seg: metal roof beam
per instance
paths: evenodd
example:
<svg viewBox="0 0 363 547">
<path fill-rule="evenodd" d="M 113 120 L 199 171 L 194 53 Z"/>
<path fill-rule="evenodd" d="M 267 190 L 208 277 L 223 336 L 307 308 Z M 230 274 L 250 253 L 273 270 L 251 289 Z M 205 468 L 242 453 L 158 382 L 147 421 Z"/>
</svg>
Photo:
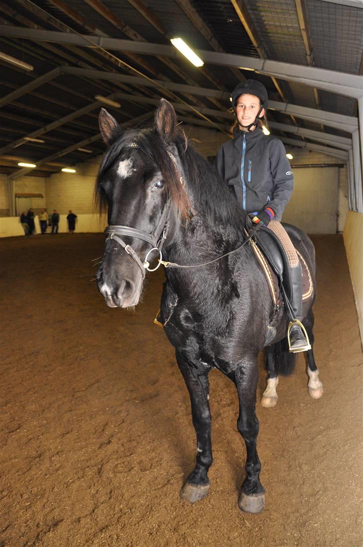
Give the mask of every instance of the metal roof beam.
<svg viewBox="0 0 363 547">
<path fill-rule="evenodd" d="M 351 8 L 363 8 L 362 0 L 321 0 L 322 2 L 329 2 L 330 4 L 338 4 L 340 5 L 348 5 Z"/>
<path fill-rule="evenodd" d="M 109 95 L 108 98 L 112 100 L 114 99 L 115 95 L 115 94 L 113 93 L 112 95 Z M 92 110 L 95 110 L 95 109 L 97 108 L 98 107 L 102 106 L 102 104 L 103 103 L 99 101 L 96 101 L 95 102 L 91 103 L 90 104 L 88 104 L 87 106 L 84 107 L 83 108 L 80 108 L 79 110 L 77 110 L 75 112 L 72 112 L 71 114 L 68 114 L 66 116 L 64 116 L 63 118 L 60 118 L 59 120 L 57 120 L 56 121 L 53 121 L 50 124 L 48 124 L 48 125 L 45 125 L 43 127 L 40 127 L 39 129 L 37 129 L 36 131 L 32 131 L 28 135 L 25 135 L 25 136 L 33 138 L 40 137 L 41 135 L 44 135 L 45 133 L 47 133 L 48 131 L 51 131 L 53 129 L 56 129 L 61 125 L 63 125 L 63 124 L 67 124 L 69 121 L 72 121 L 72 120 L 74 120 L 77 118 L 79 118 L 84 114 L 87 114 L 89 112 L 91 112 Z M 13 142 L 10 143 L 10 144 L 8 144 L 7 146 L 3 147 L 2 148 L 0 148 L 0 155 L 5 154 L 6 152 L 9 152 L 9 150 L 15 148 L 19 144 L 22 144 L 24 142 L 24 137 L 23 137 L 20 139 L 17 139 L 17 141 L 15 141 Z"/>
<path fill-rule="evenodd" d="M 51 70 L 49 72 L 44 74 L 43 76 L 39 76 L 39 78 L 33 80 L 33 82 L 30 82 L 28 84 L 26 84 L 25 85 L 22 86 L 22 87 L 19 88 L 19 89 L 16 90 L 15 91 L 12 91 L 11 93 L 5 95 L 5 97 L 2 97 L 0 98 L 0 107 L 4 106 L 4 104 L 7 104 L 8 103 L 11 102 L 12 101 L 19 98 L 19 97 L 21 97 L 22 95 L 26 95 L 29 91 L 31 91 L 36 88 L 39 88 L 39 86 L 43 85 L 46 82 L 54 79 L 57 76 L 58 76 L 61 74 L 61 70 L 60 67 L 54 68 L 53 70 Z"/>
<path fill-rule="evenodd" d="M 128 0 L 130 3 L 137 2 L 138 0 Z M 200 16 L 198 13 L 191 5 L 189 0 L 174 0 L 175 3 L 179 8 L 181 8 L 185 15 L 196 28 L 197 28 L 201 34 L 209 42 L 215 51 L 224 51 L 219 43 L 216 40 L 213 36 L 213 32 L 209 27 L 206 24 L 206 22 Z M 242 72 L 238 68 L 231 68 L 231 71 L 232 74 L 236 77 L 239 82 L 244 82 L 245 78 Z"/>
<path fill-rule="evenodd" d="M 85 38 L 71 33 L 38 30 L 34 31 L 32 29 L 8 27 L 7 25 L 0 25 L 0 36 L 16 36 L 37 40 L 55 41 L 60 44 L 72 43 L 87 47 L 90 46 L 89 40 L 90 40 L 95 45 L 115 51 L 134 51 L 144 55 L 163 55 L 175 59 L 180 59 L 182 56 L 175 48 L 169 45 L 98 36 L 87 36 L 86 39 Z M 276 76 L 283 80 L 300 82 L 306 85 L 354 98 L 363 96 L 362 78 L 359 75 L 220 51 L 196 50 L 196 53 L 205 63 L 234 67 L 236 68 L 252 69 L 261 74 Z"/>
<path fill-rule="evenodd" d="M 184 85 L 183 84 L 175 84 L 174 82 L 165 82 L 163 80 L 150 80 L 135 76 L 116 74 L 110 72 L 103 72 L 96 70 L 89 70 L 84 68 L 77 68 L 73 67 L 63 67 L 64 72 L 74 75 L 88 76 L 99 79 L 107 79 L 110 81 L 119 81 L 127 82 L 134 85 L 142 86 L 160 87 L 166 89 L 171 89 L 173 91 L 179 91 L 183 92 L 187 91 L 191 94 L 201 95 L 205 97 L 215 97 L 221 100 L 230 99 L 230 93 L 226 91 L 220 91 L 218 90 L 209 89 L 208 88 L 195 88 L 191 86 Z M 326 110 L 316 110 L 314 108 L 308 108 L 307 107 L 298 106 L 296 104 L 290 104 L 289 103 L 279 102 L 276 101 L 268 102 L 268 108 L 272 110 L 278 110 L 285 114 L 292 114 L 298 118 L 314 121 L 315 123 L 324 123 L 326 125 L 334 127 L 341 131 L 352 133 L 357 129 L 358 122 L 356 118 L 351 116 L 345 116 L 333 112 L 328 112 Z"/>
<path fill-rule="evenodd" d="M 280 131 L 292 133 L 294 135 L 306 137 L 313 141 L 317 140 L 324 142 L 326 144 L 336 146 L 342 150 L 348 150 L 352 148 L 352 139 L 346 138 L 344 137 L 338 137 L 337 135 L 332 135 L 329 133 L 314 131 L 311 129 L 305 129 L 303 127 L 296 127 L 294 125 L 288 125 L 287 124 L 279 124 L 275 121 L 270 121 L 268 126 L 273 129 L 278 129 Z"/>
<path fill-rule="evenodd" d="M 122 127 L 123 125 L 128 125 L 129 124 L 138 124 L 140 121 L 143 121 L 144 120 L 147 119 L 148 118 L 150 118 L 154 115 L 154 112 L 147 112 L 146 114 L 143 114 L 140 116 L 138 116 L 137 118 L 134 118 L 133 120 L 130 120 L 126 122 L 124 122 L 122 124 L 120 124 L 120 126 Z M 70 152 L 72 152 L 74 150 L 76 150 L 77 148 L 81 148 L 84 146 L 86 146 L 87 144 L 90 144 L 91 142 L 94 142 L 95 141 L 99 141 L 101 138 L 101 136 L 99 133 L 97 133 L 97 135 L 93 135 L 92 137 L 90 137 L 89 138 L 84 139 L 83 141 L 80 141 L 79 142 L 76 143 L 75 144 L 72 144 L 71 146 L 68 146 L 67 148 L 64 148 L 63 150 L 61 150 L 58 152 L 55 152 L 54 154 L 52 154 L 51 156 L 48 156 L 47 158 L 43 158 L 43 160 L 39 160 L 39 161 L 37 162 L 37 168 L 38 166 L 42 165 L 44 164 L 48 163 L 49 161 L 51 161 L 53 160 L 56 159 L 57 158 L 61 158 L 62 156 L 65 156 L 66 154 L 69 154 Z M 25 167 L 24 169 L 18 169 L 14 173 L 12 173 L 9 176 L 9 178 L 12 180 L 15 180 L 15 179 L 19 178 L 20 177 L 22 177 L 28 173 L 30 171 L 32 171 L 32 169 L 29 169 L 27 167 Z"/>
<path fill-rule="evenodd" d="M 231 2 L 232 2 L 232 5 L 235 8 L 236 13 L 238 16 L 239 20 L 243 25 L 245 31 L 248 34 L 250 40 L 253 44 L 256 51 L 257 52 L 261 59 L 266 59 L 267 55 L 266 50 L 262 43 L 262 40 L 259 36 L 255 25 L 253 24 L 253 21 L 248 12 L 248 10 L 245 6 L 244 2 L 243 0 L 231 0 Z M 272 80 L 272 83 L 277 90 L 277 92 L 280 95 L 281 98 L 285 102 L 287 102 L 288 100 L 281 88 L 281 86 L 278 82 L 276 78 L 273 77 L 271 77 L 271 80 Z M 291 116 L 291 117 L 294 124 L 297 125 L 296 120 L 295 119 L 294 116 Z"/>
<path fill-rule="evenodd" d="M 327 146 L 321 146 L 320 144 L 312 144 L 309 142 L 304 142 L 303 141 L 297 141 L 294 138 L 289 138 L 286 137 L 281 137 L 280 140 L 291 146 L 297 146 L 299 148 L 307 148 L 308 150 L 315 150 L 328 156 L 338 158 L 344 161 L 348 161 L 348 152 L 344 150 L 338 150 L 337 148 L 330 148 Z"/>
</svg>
= = =
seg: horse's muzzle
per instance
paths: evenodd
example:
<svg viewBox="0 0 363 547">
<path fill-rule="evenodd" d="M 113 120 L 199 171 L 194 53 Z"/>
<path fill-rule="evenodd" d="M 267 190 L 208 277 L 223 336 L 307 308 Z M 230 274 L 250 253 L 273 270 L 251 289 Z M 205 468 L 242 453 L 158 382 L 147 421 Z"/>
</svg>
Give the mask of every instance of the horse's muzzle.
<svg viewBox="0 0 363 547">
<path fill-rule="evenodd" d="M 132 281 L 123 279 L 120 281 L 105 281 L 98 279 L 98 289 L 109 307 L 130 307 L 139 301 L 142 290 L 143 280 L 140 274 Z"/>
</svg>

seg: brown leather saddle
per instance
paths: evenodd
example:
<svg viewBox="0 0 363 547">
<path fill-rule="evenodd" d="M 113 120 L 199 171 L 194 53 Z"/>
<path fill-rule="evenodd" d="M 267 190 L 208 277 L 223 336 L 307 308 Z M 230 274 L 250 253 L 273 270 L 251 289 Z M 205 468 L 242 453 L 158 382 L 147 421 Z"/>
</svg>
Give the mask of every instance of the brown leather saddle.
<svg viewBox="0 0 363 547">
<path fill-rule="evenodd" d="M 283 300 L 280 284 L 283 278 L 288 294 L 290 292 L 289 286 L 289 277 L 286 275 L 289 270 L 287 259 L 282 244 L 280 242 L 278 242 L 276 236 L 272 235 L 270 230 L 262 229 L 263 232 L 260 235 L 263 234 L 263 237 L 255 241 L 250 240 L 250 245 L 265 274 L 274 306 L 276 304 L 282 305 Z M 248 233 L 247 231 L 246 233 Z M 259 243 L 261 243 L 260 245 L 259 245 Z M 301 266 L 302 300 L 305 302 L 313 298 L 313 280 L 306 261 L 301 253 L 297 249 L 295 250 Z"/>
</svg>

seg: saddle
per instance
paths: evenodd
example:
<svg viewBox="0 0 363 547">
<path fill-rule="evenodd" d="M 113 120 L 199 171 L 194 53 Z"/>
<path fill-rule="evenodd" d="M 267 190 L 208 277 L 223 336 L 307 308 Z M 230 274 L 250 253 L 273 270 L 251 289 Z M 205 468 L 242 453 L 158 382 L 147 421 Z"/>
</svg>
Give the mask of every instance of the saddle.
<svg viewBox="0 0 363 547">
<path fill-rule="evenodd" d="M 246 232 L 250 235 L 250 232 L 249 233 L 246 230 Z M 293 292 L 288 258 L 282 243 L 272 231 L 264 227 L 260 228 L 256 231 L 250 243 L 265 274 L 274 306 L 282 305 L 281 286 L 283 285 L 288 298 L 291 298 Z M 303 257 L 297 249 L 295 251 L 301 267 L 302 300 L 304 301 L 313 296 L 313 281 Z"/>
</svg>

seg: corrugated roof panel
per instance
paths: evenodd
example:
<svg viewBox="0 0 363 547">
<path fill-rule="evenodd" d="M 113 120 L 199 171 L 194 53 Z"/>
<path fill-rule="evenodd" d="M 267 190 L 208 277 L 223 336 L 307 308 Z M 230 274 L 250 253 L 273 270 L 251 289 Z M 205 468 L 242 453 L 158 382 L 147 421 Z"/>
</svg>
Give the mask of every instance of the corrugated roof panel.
= = =
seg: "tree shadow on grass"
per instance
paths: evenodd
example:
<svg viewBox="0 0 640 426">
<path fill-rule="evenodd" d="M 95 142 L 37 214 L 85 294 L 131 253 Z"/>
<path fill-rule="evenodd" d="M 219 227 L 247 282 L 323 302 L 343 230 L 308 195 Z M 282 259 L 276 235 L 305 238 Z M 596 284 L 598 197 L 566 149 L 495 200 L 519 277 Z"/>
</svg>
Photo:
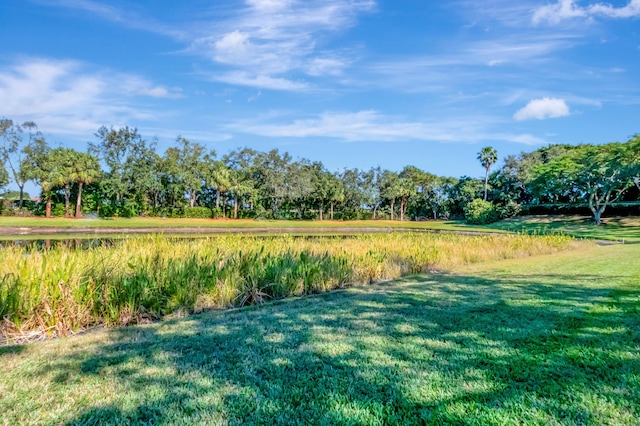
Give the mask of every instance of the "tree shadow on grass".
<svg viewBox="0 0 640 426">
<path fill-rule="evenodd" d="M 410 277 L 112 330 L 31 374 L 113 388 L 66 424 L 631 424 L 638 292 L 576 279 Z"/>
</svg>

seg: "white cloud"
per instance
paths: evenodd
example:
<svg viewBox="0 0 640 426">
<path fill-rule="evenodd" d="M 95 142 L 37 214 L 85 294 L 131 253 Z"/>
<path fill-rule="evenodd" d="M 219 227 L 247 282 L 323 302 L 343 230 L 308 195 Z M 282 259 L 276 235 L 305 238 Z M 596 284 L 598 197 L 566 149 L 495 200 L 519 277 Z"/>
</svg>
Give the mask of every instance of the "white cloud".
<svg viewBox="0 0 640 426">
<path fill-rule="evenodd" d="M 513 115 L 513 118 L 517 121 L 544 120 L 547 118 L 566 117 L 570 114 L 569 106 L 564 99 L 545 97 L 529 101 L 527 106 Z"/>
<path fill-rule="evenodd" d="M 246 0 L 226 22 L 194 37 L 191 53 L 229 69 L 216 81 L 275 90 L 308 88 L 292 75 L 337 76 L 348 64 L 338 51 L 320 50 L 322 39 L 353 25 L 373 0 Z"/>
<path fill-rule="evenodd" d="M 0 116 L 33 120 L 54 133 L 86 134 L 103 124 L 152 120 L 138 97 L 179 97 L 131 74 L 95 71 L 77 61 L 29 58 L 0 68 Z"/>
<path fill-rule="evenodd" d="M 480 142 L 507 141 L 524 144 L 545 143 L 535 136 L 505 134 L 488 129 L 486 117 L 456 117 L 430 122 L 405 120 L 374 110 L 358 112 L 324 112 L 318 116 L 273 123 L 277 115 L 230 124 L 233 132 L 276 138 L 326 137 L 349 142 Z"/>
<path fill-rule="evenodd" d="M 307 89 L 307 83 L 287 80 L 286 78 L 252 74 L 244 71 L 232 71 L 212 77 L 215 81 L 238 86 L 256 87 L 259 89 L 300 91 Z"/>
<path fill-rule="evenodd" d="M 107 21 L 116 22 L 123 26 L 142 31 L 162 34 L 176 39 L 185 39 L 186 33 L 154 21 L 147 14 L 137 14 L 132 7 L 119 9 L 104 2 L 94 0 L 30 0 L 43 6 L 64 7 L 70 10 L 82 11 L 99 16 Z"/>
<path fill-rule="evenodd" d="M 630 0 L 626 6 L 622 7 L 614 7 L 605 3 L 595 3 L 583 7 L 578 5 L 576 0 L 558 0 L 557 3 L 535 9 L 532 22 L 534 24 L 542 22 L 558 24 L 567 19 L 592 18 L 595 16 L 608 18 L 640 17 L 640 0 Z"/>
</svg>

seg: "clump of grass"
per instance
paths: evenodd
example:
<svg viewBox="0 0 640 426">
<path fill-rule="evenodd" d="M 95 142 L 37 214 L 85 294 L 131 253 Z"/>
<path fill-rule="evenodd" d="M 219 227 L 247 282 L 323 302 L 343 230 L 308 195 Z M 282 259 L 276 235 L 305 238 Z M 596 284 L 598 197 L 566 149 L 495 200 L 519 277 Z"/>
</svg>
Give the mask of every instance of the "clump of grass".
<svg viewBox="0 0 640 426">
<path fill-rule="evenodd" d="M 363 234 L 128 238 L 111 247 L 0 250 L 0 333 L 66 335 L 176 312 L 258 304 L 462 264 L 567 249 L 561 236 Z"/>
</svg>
= = =
Please pick out every line in the records above that contains the string "beam" and copy each one.

seg: metal roof beam
Give the mask of every instance of the metal roof beam.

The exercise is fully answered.